▸ **EXERCISE INPUTS**:
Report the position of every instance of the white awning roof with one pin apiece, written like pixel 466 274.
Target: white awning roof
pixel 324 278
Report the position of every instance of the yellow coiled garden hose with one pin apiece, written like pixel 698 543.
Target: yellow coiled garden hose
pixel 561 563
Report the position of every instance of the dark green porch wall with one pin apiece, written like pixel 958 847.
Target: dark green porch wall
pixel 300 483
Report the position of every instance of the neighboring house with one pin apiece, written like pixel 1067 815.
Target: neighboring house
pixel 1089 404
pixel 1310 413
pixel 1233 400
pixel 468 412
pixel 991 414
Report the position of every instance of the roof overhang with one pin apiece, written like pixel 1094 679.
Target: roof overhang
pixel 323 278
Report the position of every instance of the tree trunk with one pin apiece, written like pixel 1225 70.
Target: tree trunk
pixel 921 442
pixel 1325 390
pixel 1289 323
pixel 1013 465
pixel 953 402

▸ **ACTIVITY**:
Transcribe the data exactly.

▸ **RESPONSE TO THE TASK**:
Report the position of every instance of the white awning roof with one pin apiece, written like pixel 466 274.
Target: white awning roof
pixel 324 278
Report the position of every instance of the yellow coiled garden hose with one pin apiece, written like pixel 698 543.
Target: yellow coiled garden hose
pixel 561 563
Report the position of every instance of the dark green porch wall with one pin apiece, written like pixel 958 847.
Target: dark green porch wall
pixel 300 483
Report the position of every instance of the neighboring house with one pin apiece, written like pixel 1067 815.
Target: neighboring house
pixel 1089 404
pixel 1310 413
pixel 1233 400
pixel 468 412
pixel 991 414
Report the position of every instance of the roof overhang with one pin apiece, written like pixel 1094 679.
Target: roof overhang
pixel 323 278
Report the position of every instance of the tree trunk with one pin apiece, written like pixel 1225 70.
Target: tree trunk
pixel 921 442
pixel 1325 390
pixel 1289 323
pixel 1013 465
pixel 953 402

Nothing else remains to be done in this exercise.